44TH ANNIVERSARY OF THE MASSACRE AT BOLOGNA RAILWAY STATION

44TH ANNIVERSARY OF THE MASSACRE AT BOLOGNA RAILWAY STATION

Italy and Italians were in the middle of summer.

Roads filled with vehicles traveling across the peninsula towards holiday destinations.

Airports and ports too. It was teeming with tourists, both Italian and foreign, who strongly needed a break from work, to enjoy a few days away from their daily routine. Similarly, railways were traversed from north to south and vice versa by numerous trains, many extra services as was customary at the time, overflowing with tourists and travelers.

Bologna Centrale Station, a crucial hub of Italian railway transport.

More crowded than at any other time of the year. A hustle and bustle of travelers, each with their own story, their own thoughts, hopes, plans, disappointments, who were about to depart or simply rushing to grab a sandwich or a coffee during their train's stopover.

No one knew that a device hidden inside a suitcase lay in a corner of one of the waiting rooms, ready to explode. A deadly device weighing several kilograms of explosives left by criminal hands, between the legs of unsuspecting travelers, who had entered that room to rest and recover from the Bolognese heat.

A very bright light, a roar, an immense cloud of dust and debris, at 10:25 AM, shook the station and darkened the sky of Bologna.

» **To do**:
Carry on the account of the Bologna railway station massacre from the point where it stops. The records play no part in the work here.

(Stored items)
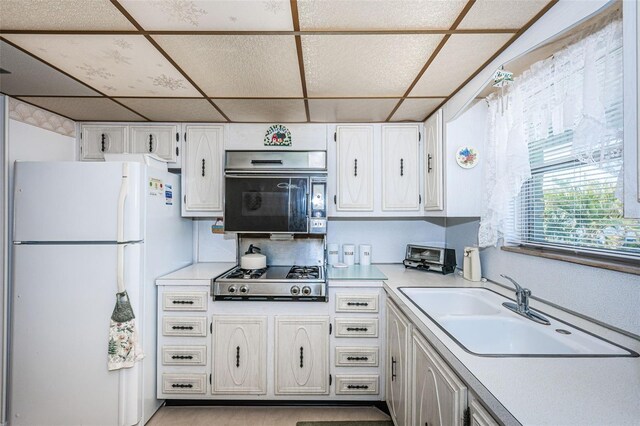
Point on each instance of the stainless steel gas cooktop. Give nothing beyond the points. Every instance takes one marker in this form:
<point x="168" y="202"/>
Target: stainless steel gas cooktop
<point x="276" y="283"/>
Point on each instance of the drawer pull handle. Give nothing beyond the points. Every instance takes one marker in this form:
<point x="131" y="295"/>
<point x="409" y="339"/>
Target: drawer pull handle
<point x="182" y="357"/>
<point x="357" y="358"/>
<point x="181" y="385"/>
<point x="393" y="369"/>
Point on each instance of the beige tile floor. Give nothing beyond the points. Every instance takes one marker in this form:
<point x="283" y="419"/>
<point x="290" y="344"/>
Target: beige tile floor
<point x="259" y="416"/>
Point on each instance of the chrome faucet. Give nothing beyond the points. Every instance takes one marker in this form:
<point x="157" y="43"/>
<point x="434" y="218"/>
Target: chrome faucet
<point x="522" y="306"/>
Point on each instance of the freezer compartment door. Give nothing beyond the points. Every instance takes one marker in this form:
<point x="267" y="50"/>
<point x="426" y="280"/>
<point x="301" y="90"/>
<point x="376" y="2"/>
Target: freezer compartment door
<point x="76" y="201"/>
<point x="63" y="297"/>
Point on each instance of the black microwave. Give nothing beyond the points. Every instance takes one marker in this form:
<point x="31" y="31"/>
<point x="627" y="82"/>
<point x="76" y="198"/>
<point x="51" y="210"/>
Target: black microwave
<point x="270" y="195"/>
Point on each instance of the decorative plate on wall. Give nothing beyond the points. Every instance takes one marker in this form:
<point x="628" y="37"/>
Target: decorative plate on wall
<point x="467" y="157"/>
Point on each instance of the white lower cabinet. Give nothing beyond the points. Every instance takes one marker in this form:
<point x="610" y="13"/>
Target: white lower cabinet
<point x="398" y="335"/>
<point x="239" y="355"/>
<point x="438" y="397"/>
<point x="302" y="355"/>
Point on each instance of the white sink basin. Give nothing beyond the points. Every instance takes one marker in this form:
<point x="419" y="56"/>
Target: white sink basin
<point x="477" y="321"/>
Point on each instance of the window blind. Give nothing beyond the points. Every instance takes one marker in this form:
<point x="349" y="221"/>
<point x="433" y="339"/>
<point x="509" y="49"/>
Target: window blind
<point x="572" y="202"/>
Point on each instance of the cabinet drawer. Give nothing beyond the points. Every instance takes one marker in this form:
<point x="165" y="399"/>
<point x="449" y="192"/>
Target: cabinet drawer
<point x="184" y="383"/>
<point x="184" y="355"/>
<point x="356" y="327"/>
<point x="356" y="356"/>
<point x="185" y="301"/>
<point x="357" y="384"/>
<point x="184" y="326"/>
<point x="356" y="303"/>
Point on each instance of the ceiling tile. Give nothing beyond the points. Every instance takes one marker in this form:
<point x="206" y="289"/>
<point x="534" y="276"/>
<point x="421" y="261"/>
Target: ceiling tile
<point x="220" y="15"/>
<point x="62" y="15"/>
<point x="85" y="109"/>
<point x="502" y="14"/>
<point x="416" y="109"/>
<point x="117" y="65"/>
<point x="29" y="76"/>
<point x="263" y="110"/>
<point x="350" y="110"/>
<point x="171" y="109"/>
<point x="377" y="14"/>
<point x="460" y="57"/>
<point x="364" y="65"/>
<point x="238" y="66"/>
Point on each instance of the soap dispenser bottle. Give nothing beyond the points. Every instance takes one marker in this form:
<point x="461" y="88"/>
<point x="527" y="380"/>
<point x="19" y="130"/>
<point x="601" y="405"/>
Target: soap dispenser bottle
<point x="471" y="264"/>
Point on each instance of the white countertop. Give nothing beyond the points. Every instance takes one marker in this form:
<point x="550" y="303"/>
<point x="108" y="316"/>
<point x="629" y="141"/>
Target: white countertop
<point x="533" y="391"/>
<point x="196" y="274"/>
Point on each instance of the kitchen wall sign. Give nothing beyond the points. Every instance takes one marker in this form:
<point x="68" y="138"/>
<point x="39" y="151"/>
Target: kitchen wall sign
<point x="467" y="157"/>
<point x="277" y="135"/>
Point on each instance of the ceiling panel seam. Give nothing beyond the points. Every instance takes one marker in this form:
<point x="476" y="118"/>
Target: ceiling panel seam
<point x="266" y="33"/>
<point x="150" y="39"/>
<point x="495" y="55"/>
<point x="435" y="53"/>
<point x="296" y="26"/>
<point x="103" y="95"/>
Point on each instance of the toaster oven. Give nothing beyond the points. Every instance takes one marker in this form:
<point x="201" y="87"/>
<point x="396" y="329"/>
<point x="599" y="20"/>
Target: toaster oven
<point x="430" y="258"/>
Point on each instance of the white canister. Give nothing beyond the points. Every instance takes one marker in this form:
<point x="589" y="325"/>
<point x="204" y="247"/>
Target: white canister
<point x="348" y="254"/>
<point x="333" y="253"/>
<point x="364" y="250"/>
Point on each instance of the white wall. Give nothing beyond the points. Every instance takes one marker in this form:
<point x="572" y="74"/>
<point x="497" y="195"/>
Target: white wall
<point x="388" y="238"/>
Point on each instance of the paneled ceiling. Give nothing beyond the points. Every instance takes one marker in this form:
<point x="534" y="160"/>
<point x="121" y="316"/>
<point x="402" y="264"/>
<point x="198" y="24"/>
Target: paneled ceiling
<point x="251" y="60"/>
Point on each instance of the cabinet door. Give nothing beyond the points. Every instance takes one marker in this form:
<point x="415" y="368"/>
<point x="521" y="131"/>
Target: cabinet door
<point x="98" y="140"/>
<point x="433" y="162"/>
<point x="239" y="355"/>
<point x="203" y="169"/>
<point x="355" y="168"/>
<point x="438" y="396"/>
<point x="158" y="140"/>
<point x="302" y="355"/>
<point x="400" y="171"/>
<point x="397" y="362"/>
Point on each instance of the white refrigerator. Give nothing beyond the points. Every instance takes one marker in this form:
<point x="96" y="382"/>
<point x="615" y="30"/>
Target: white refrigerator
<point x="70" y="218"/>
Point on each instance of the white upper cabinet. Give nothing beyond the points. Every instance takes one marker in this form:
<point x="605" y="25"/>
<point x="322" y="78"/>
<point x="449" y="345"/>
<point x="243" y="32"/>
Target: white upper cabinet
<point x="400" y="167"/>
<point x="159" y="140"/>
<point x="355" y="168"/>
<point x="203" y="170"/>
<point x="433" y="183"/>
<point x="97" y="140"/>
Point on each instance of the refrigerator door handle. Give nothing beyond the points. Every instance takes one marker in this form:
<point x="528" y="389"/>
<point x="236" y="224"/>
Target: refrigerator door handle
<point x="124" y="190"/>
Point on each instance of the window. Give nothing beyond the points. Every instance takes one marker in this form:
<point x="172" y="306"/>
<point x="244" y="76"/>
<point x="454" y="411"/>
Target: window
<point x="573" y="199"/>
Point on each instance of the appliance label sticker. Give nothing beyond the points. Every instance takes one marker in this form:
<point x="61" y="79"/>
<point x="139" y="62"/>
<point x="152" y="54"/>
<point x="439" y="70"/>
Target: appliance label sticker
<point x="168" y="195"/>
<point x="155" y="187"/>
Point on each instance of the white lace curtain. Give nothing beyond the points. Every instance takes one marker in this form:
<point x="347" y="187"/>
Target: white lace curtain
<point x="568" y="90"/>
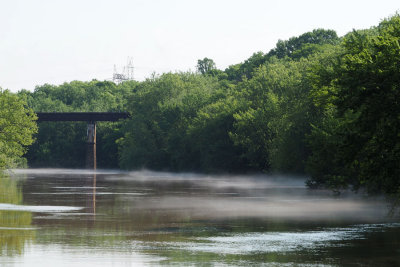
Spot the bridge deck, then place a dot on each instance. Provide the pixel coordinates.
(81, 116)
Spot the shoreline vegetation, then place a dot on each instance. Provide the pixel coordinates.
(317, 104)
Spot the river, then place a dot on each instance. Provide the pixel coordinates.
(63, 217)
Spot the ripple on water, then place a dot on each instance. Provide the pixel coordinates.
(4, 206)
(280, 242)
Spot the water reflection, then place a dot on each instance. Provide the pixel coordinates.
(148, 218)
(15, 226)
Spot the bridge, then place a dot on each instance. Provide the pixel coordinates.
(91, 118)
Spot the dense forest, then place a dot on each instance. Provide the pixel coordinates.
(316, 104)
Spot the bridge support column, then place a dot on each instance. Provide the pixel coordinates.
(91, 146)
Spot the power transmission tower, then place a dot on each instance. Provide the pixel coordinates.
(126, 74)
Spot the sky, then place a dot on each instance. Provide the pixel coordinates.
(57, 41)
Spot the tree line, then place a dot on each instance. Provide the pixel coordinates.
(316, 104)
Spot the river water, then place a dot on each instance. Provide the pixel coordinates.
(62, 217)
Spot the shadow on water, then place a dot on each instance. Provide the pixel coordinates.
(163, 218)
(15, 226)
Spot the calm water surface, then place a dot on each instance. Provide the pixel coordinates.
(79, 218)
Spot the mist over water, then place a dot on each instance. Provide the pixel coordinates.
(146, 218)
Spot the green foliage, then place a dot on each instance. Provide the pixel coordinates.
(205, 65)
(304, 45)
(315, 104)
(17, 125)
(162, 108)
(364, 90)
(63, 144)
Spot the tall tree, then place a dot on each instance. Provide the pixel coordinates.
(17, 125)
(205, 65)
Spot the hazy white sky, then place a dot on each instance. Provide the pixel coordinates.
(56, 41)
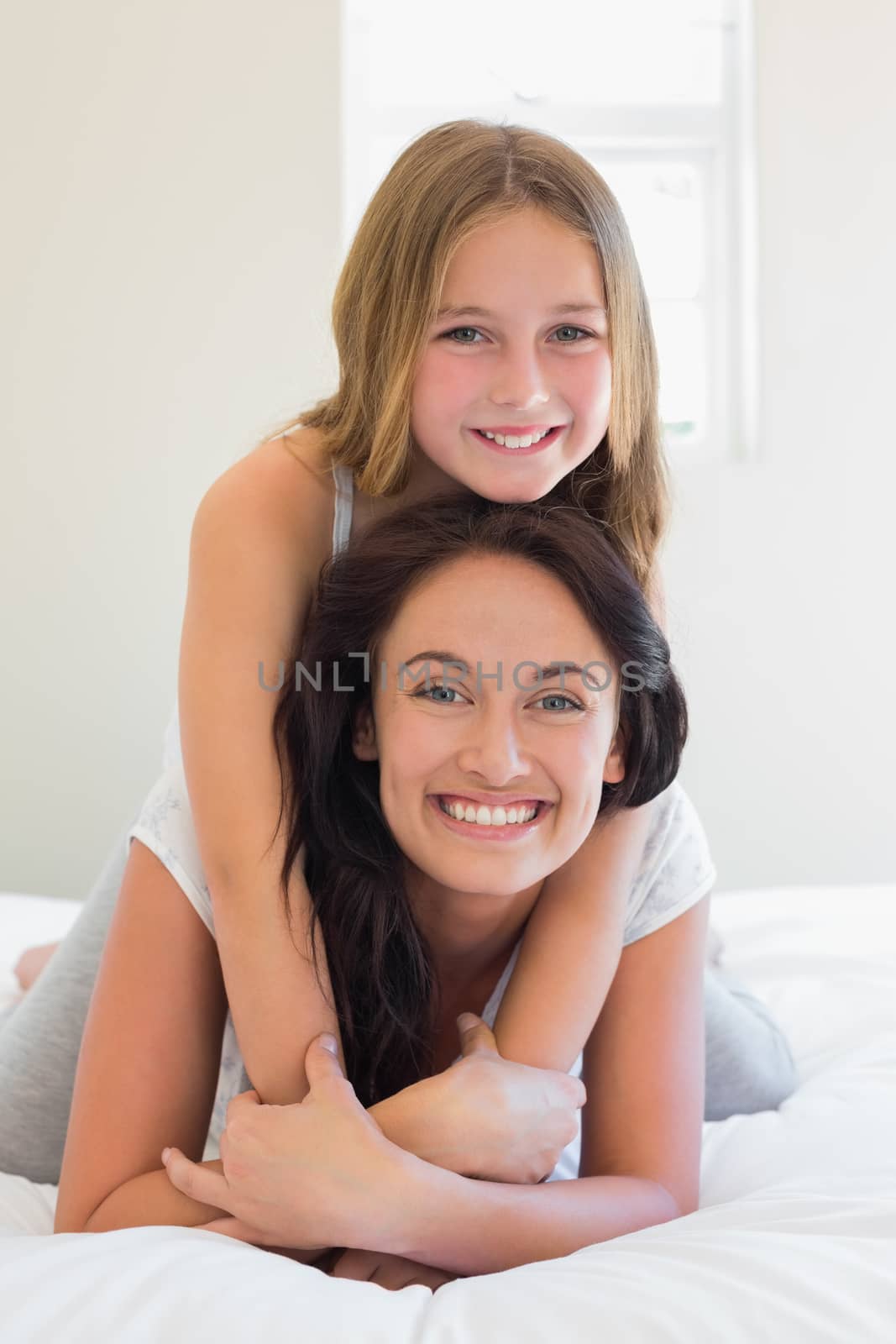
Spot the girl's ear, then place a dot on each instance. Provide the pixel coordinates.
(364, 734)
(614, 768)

» **Exercise response**:
Debris fell, along with fragments of walls, beams, steel, glass, onto the bodies of hundreds of people.

Not all the dust had settled on the ground when dozens of travelers, railway workers, firefighters, law enforcement, and taxi drivers, bent over the rubble, began to extract the 85 horribly mutilated and desecrated victims and the 200 injured who would remain so for the rest of their lives.

The city did not succumb to the chaos of a terrible event, did not plunge into the deepest fear, and did not yield to the unheard-of stupidity and cruelty of those who had wanted to carry out that infamous act. The city reacted, it rose again, because that's what Bologna is like.

This reconstruction of the tragic event within the museum path was desired to remember and honor the memory of all the victims of the August 2nd massacre.

A fitting tribute to remember the victims, survivors, and rescuers of what would later become the most serious terrorist attack in our country since the post-war period.